_PROBLEM TO WORK ON_. Transcribe the McCann biography below from "McCann went on" to "their separate ways.".

_SOURCE TEXT_.
McCann's family moved to Castro Valley, California during her teen years. After graduating from high school in 1967, she moved to San Francisco's Haight-Ashbury region.

McCann became part of the hippie movement when she worked at the Magic Mountain Festival on Mount Tamalpais and then at the Monterey Pop Festival, where she befriended a nervous Jimi Hendrix just before his seminal performance. She appears in the D.A. Pennebaker documentary "Monterey Pop!"

McCann went on to become a folk singer and songwriter, appearing many times at famed San Francisco folk clubs such as The Holy City Zoo, The Drinking Gourd, and The Coffee Gallery, where she would play her distinctive Gibson J-50 guitar and sing her original songs.

McCann joined with Bob Smith and Roy Michaels of "Cat Mother & the All Night Newsboys" to form a new group called "Rich and Famous (and Denise)". The group only played a few gigs before going their separate ways.

After moving to Kitsilano, a neighbourhood of Vancouver, British Columbia, McCann became a fixture performing at local clubs such as Rohan’s Rockpile and The Commodore Ballroom.

In Vancouver, McCann teamed up with Guy Sobell, who produced her first single, the country-tinged "It Still Hurts" and its proposed B side "Tattoo Man". But her record label, Polydor Records in Montreal, decided the second song was too rock and roll oriented to serve as the B side to this country song, and they asked Sobell to extend it by adding a 2-minute percussion break in the middle so they could market it in the new clubs that were springing up all over Montreal. These clubs were playing a new genre of music that was called "Disco" for the discotheques where the beat-heavy dance music was popular and they wanted long, extended pieces that could be mixed by the club DJs to make them seamlessly meld into one another. Sobell complied with the request and "Tattoo Man" was released as a five-minute extended play LP that became a hit on the disco charts across North America.[1][2]

McCann's follow-up record was "I Don't Wanna Forget You", a song that featured a four-octave vocal improvisation. This second release received more commercial radio exposure than "Tattoo Man".

_EXTRACTED RECORDS_.
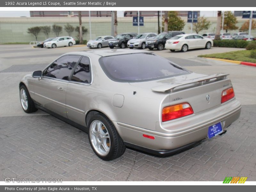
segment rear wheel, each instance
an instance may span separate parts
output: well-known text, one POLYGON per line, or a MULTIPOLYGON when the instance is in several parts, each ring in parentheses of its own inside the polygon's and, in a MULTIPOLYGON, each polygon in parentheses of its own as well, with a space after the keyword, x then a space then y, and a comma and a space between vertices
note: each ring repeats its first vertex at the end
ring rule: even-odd
POLYGON ((164 44, 160 43, 157 45, 157 50, 161 51, 164 49, 164 44))
POLYGON ((88 136, 95 154, 105 161, 119 157, 125 150, 125 146, 111 121, 103 114, 93 116, 89 123, 88 136))
POLYGON ((122 43, 120 45, 120 48, 121 49, 124 49, 125 48, 125 44, 124 44, 124 43, 122 43))
POLYGON ((205 49, 211 49, 211 47, 212 44, 210 42, 208 41, 206 43, 206 44, 205 45, 205 49))
POLYGON ((181 51, 182 52, 186 52, 188 49, 188 47, 186 44, 183 45, 181 47, 181 51))
POLYGON ((57 46, 56 45, 56 44, 55 44, 55 43, 54 43, 52 45, 52 48, 56 48, 57 46))
POLYGON ((20 100, 22 108, 26 113, 29 113, 37 110, 30 97, 28 91, 24 85, 21 85, 20 88, 20 100))
POLYGON ((146 44, 144 42, 141 44, 141 48, 142 49, 144 49, 146 48, 146 44))

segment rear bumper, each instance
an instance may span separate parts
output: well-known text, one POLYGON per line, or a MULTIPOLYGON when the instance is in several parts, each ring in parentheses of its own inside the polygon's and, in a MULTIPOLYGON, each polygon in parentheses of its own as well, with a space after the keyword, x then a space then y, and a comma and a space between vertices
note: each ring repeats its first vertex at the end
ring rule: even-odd
POLYGON ((240 116, 240 103, 235 99, 228 103, 203 111, 173 123, 156 122, 156 131, 151 131, 123 123, 113 122, 124 141, 131 145, 158 151, 172 150, 197 142, 207 137, 209 127, 221 123, 225 129, 240 116), (154 140, 144 137, 146 134, 154 140))

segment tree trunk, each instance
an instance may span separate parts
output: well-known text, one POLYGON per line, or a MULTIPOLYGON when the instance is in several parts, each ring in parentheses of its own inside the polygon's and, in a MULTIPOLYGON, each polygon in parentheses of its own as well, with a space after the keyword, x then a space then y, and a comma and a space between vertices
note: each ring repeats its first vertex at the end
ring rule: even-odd
POLYGON ((114 36, 117 35, 117 12, 114 11, 114 36))
POLYGON ((167 11, 164 11, 164 32, 167 32, 168 31, 168 12, 167 11))
POLYGON ((78 12, 78 16, 79 18, 79 44, 84 44, 83 40, 83 32, 82 31, 82 15, 81 11, 78 12))
POLYGON ((218 11, 217 17, 217 23, 216 27, 216 32, 215 33, 214 40, 220 40, 220 26, 221 25, 221 11, 218 11))

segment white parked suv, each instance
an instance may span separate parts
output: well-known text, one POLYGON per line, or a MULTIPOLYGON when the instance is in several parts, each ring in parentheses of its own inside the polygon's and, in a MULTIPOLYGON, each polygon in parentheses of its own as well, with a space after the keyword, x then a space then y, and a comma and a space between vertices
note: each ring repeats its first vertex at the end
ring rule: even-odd
POLYGON ((56 48, 57 47, 72 46, 76 44, 76 40, 72 37, 60 37, 44 44, 44 47, 56 48))

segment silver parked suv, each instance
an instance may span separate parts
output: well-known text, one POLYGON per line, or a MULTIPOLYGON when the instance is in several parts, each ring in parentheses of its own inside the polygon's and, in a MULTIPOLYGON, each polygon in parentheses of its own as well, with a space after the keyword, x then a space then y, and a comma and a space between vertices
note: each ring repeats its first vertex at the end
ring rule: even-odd
POLYGON ((139 34, 133 39, 129 40, 127 43, 127 46, 130 49, 138 47, 145 49, 146 47, 147 40, 155 37, 157 35, 155 33, 145 33, 139 34))

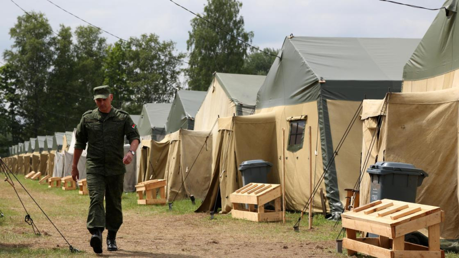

_THE SOLUTION_.
McCann went on to become a folk singer and songwriter, appearing many times at famed San Francisco folk clubs such as The Holy City Zoo, The Drinking Gourd, and The Coffee Gallery, where she would play her distinctive Gibson J-50 guitar and sing her original songs.

McCann joined with Bob Smith and Roy Michaels of "Cat Mother & the All Night Newsboys" to form a new group called "Rich and Famous (and Denise)". The group only played a few gigs before going their separate ways.